What to produce: Reproduce every line of the items below, scaling only the coordinates in each answer by 2.05 and rounding them to whole numbers, with halves rounded up.

>> START Dataset

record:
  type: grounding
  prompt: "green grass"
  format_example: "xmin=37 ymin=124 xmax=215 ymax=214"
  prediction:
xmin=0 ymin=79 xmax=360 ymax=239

>> END Dataset

Answer for the task:
record:
  type: grounding
  prompt: "green grass"
  format_example: "xmin=37 ymin=124 xmax=215 ymax=214"
  prediction:
xmin=0 ymin=162 xmax=738 ymax=490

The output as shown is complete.